◆ **Task description**
The expected response is the complete listing below, restated exactly, with its pictures omitted.

◆ **Records for the exercise**
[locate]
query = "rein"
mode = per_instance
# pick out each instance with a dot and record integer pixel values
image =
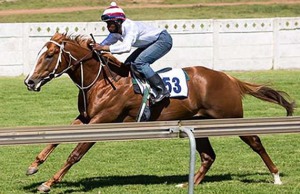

◆ **Final answer**
[locate]
query = "rein"
mode = per_instance
# pick out each instance with a dot and record integer pixel values
image =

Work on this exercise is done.